## Information:
*** Block opens ***
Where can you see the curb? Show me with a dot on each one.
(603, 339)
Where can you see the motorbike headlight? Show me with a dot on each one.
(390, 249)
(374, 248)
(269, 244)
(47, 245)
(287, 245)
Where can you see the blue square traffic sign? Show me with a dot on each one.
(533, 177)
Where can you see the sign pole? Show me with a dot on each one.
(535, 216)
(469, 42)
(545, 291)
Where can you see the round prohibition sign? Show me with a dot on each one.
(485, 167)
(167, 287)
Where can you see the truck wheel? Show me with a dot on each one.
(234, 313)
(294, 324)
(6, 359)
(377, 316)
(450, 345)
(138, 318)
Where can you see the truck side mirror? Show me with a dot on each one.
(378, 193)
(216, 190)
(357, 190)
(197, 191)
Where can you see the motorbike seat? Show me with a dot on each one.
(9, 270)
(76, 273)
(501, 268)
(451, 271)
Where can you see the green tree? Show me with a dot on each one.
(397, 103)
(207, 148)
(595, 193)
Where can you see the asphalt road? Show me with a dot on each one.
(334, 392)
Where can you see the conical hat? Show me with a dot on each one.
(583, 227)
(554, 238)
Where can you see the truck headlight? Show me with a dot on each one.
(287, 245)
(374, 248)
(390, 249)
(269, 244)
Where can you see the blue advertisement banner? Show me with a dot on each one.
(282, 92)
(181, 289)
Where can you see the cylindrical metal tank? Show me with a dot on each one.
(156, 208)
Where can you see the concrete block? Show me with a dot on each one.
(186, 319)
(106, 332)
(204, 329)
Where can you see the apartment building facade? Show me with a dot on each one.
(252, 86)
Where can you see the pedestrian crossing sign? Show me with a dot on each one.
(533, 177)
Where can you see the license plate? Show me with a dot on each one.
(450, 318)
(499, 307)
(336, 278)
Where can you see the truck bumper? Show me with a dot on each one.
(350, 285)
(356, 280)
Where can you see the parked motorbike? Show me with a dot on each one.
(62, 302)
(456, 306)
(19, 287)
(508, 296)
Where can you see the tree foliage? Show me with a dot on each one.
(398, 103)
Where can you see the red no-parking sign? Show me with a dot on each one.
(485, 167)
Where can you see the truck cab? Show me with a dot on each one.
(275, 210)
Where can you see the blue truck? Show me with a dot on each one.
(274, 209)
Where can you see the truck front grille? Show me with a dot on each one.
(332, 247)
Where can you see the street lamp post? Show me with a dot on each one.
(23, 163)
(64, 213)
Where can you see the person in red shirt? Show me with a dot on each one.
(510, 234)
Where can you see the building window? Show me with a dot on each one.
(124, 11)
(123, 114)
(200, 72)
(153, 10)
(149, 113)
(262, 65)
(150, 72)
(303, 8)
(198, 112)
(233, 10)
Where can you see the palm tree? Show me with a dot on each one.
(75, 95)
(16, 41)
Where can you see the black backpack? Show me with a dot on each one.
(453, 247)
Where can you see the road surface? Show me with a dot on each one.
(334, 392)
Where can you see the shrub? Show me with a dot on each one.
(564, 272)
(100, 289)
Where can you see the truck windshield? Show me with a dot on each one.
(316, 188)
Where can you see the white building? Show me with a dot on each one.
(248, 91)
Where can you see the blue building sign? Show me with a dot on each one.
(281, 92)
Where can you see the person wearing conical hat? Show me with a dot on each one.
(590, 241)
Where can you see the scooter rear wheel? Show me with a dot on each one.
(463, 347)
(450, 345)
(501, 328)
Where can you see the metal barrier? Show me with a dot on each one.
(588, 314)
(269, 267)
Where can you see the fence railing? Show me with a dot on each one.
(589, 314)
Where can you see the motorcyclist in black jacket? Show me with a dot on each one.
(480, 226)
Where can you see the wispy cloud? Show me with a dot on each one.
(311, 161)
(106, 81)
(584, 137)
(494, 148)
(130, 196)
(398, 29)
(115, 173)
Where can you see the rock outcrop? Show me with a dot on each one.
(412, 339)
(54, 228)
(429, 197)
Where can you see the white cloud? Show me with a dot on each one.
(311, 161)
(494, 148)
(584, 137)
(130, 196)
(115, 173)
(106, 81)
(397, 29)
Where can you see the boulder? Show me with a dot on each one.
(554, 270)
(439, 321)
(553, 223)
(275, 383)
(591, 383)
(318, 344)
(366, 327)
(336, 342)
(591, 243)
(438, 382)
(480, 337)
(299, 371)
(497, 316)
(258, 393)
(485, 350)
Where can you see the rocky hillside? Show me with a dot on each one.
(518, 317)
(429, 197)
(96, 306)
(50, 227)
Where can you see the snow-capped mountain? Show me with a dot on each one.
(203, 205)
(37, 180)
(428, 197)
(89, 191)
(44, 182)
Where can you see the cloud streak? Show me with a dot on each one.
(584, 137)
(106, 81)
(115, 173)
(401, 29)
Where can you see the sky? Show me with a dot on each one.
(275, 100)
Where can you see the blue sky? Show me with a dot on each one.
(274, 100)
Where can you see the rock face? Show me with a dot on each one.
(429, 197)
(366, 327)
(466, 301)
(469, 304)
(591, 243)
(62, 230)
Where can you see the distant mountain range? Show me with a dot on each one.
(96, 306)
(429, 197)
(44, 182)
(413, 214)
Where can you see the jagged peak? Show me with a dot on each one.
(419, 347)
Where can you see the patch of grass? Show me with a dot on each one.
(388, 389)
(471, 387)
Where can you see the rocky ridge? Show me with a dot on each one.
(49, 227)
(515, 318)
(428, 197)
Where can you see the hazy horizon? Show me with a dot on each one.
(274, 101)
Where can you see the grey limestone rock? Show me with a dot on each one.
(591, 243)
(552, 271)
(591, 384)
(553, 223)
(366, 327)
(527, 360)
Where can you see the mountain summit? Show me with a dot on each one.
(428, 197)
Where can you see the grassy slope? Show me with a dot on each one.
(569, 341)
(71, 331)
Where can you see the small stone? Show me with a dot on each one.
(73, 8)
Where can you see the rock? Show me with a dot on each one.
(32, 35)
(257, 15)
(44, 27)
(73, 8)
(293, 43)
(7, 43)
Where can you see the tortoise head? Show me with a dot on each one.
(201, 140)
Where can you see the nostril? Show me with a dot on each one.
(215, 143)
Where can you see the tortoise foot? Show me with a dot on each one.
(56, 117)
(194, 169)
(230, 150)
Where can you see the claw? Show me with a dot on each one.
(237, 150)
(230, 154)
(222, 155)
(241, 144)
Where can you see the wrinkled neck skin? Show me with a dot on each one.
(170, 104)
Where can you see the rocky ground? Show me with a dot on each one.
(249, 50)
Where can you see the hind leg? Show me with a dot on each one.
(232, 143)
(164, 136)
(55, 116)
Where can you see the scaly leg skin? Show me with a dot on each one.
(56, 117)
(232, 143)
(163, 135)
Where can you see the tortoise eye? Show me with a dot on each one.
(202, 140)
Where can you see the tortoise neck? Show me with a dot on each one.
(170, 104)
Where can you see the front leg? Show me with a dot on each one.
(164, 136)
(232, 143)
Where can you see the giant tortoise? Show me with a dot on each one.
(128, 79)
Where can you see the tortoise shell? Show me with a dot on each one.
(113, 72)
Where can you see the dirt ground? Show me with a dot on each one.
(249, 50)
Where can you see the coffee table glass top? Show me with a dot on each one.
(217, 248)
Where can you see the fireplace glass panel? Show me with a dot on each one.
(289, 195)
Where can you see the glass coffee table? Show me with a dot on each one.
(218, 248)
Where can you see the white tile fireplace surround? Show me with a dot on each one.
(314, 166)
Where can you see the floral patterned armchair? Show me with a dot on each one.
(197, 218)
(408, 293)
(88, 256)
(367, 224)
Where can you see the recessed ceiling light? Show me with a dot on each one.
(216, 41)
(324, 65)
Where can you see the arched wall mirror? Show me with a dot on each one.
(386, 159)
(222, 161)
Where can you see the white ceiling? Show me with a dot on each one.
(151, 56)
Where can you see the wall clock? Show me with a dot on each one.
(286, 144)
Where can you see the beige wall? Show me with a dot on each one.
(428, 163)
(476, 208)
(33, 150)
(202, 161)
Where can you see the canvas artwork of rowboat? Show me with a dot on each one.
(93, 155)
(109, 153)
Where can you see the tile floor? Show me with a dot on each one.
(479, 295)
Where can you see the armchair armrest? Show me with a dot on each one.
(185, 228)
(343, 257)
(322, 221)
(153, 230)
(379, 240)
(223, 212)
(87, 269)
*** Block closes ***
## Task requirements:
All lines from the one containing "Where can you see the tortoise neck?" to the end of the records are to be duplicated exactly, and no other lines are to be given.

## Expected answer:
Where can you see the tortoise neck? Show me with a dot on each one.
(170, 104)
Where can you see the front leg? Show me with a dot on each one.
(164, 136)
(232, 143)
Where can you see the giant tortoise? Show me with a dot on each one.
(128, 79)
Where can you see the tortoise shell? Show me with a dot on each one.
(113, 72)
Where can you see the dirt ground? Show me with a dot on each one.
(249, 50)
Where can you see the coffee table glass top? Show me with a dot on each one.
(217, 248)
Where can you see the fireplace glass panel? Show me with a dot on each one.
(289, 195)
Where can you see the glass coffee table? Show me with a dot on each one.
(218, 248)
Where can you see the white tile fireplace surround? Show me with a dot on each one.
(314, 166)
Where can you see the floral patterned armchair? Show me with a dot on each one.
(197, 218)
(408, 293)
(88, 256)
(367, 224)
Where can you see the recessed ceiling light? Show me with a dot on each one.
(216, 41)
(324, 65)
Where can you see the arched wall mirror? Show me with a dot on each one.
(386, 159)
(222, 161)
Where can you see the white ceiling? Show me with a dot on each one.
(151, 56)
Where can you see the wall clock? Show me with a dot on each one.
(286, 144)
Where can you see the beige wall? Show me with a dot on each one.
(428, 163)
(476, 208)
(33, 150)
(202, 161)
Where can you see the canvas artwork of rowboat? Show me with a dot on each one.
(93, 155)
(109, 153)
Where can you see the tile floor? Show me with a dot on each one.
(479, 295)
Where can you see the armchair armrest? Show me with a dot on each one.
(185, 228)
(343, 257)
(322, 221)
(153, 230)
(379, 240)
(223, 212)
(87, 269)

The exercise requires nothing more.